Hepatitis is inflammation of the liver tissue. Some people or animals with hepatitis have no symptoms, whereas others develop yellow discoloration of the skin and whites of the eyes (jaundice), poor appetite, vomiting, tiredness, abdominal pain, and diarrhea. Hepatitis is acute if it resolves within six months, and chronic if it lasts longer than six months. Acute hepatitis can resolve on its own, progress to chronic hepatitis, or (rarely) result in acute liver failure. Chronic hepatitis may progress to scarring of the liver (cirrhosis), liver failure, and liver cancer.
|Alcoholic hepatitis as seen with a microscope, showing fatty changes (white circles), remnants of dead liver cells, and Mallory bodies (twisted-rope shaped inclusions within some liver cells). (H&E stain)|
|Specialty||Infectious disease, gastroenterology, hepatology|
|Symptoms||Yellowish skin, poor appetite, abdominal pain|
|Complications||Scarring of the liver, liver failure, liver cancer|
|Duration||Short term or long term|
|Causes||Viruses, alcohol, toxins, autoimmune|
|Prevention||Vaccination (for viral hepatitis), avoiding excessive alcohol|
|Treatment||Medication, liver transplant|
|Frequency||> 500 million cases|
|Deaths||> One million a year|
Hepatitis is most commonly caused by the viruses hepatitis A, B, C, D, and E. Other viruses can also cause liver inflammation, including cytomegalovirus, Epstein–Barr virus, and yellow fever virus. Other common causes of hepatitis include heavy alcohol use, certain medications, toxins, other infections, autoimmune diseases, and non-alcoholic steatohepatitis (NASH). Hepatitis A and E are mainly spread by contaminated food and water. Hepatitis B is mainly sexually transmitted, but may also be passed from mother to baby during pregnancy or childbirth and spread through infected blood. Hepatitis C is commonly spread through infected blood such as may occur during needle sharing by intravenous drug users. Hepatitis D can only infect people already infected with hepatitis B.

-------

_Goal of the exercise_
Pick up the hepatitis text where it stops and continue writing it. The entries that follow come from a separate source.

-------

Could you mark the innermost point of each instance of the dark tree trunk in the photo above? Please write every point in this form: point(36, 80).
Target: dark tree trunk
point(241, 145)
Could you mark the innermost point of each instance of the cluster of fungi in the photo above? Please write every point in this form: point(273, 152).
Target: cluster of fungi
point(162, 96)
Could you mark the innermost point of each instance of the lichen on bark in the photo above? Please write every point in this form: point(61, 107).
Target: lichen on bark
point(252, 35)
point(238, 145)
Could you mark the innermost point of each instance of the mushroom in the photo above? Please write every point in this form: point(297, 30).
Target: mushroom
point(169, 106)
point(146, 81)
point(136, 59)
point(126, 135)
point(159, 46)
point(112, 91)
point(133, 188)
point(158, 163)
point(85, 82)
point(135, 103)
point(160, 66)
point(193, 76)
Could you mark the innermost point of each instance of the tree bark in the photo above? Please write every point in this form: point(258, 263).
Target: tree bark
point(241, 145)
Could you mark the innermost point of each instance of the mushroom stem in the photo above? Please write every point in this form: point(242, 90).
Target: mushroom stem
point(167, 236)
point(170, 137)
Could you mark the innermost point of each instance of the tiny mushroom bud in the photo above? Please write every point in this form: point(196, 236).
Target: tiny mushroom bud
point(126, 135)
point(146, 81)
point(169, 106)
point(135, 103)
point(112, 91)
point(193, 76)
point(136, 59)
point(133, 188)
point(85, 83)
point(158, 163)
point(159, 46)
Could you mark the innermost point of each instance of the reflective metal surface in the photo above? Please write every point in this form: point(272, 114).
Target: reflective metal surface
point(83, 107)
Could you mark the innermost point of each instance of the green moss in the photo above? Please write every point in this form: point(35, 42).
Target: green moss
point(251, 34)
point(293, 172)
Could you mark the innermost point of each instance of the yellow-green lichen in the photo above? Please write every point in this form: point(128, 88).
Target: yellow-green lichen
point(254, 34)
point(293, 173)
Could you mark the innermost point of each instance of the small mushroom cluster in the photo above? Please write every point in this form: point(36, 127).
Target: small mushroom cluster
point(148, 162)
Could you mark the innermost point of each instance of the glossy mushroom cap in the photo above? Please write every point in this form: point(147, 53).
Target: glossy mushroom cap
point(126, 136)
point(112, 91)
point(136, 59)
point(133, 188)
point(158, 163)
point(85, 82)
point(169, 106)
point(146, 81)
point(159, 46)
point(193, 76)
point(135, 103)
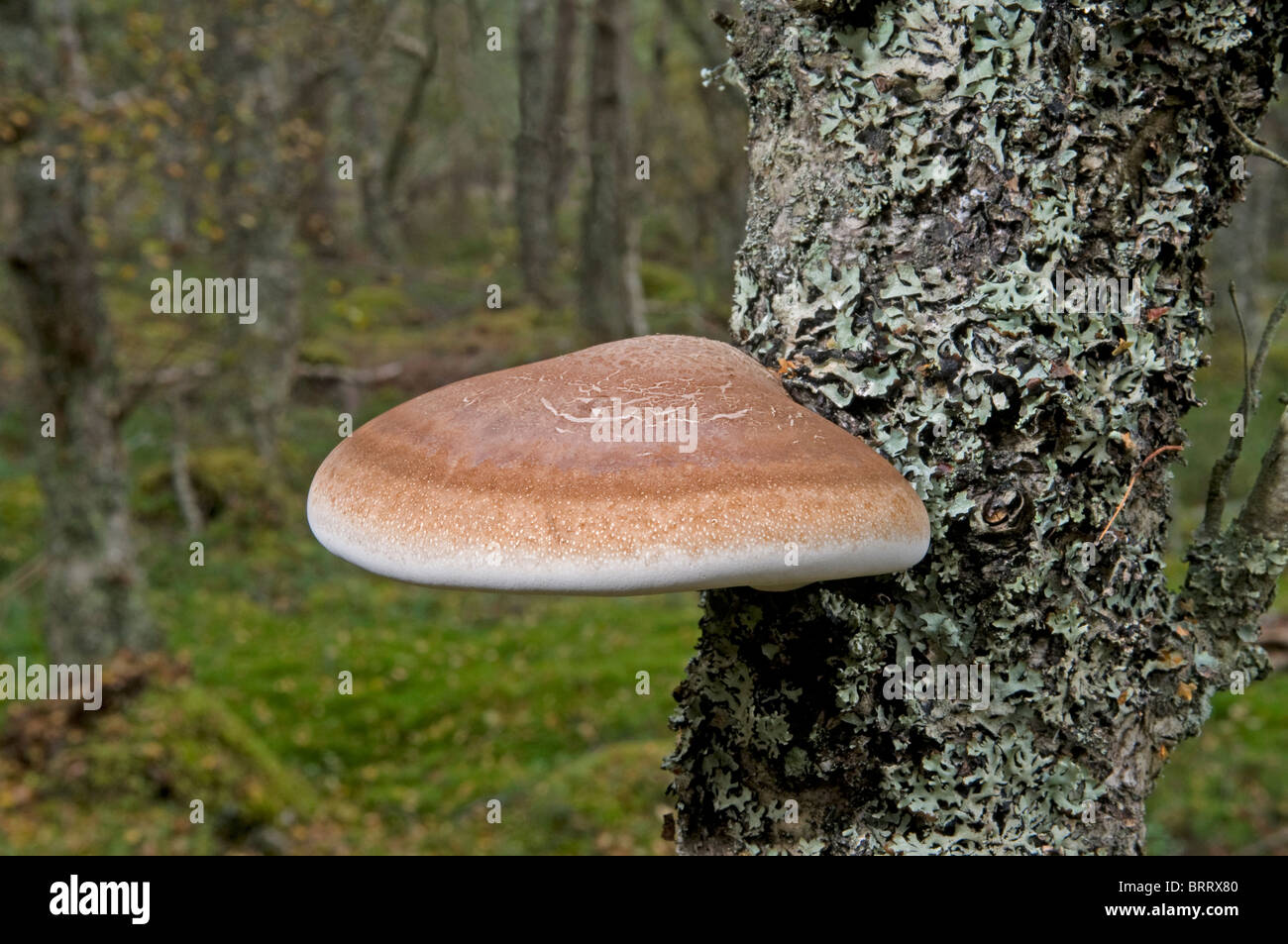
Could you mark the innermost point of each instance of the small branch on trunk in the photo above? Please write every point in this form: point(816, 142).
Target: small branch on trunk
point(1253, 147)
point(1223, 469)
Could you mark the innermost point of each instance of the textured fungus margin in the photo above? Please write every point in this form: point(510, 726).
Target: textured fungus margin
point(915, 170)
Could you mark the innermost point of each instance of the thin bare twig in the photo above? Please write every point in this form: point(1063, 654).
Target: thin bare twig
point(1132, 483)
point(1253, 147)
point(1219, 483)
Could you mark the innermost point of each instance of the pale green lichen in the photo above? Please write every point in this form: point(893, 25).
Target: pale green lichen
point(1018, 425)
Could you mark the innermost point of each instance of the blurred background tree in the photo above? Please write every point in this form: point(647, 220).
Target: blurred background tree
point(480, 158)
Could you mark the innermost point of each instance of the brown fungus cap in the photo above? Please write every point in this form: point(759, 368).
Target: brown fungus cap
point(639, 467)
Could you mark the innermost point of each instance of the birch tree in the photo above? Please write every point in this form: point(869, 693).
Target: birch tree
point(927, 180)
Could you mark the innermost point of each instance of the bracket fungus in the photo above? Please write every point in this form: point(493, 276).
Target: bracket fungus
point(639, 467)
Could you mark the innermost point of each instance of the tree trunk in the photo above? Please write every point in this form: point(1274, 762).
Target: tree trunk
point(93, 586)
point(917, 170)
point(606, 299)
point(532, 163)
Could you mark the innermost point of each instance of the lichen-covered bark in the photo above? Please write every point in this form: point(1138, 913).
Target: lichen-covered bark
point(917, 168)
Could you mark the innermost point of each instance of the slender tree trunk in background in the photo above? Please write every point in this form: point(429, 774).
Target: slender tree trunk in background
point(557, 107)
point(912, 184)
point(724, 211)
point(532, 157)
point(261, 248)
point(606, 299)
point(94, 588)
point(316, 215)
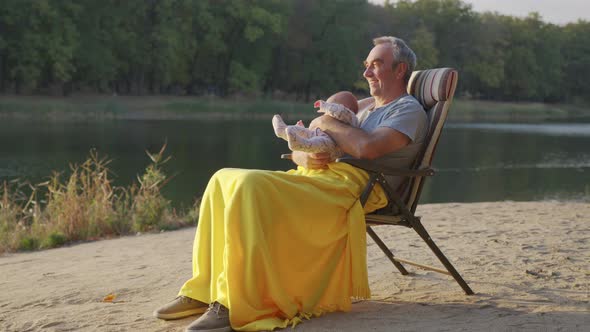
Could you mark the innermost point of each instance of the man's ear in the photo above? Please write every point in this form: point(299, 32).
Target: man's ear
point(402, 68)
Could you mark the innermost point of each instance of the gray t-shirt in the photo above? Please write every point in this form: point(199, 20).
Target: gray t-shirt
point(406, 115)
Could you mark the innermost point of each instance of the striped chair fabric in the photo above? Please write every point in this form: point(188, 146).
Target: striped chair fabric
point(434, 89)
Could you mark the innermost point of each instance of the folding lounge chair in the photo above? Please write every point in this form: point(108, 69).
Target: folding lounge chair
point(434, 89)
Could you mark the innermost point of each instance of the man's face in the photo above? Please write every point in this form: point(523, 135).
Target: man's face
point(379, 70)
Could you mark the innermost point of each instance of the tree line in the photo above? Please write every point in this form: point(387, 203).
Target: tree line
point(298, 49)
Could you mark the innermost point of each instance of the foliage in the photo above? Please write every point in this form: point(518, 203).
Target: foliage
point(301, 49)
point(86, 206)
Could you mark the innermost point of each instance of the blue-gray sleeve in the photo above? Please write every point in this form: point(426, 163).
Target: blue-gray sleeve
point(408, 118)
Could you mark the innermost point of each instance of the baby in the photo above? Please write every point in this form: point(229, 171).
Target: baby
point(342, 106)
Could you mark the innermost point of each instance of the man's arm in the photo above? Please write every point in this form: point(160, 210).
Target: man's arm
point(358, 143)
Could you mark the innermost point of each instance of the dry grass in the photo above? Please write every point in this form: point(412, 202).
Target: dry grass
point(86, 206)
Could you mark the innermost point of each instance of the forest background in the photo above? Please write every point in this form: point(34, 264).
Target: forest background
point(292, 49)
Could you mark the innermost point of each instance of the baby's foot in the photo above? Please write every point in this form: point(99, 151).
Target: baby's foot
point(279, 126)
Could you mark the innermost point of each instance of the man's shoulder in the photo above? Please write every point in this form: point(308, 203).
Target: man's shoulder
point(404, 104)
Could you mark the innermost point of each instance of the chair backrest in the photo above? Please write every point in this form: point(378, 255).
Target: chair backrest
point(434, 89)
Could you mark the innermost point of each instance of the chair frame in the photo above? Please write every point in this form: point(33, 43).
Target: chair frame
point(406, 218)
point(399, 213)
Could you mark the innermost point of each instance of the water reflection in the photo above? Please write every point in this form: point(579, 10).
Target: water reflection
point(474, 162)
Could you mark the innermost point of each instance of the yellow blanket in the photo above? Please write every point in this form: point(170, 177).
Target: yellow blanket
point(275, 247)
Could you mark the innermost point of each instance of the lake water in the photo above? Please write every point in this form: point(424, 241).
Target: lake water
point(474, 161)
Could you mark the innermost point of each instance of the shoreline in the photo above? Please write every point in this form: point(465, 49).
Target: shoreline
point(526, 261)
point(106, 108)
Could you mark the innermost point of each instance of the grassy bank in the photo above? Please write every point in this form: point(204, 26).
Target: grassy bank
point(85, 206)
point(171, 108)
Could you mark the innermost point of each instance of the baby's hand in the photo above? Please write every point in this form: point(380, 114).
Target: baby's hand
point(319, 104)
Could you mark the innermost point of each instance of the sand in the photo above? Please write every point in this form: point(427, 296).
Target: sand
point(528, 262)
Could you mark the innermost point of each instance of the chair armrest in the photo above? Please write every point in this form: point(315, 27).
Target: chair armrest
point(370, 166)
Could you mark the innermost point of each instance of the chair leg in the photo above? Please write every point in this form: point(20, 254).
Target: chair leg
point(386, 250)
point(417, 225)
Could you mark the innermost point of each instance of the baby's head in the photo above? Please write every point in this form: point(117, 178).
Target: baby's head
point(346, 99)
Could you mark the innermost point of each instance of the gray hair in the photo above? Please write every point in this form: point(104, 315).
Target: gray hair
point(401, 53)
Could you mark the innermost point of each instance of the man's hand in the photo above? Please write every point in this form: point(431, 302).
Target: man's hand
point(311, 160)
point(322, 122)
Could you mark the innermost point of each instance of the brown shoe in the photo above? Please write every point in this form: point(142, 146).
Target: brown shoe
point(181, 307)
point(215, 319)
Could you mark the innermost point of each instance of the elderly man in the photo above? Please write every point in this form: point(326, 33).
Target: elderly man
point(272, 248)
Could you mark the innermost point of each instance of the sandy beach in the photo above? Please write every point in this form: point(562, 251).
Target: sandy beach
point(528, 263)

-------

_Response area_
Hepatitis A, B, and D are preventable with immunization. Medications may be used to treat chronic viral hepatitis. Antiviral medications are recommended in all with chronic hepatitis C, except those with conditions that limit their life expectancy. There is no specific treatment for NASH; physical activity, a healthy diet, and weight loss are recommended. Autoimmune hepatitis may be treated with medications to suppress the immune system. A liver transplant may be an option in both acute and chronic liver failure.
Worldwide in 2015, hepatitis A occurred in about 114 million people, chronic hepatitis B affected about 343 million people and chronic hepatitis C about 142 million people. In the United States, NASH affects about 11 million people and alcoholic hepatitis affects about 5 million people. Hepatitis results in more than a million deaths a year, most of which occur indirectly from liver scarring or liver cancer. In the United States, hepatitis A is estimated to occur in about 2,500 people a year and results in about 75 deaths. The word is derived from the Greek hêpar (ἧπαρ), meaning "liver", and -itis (-ῖτις), meaning "inflammation".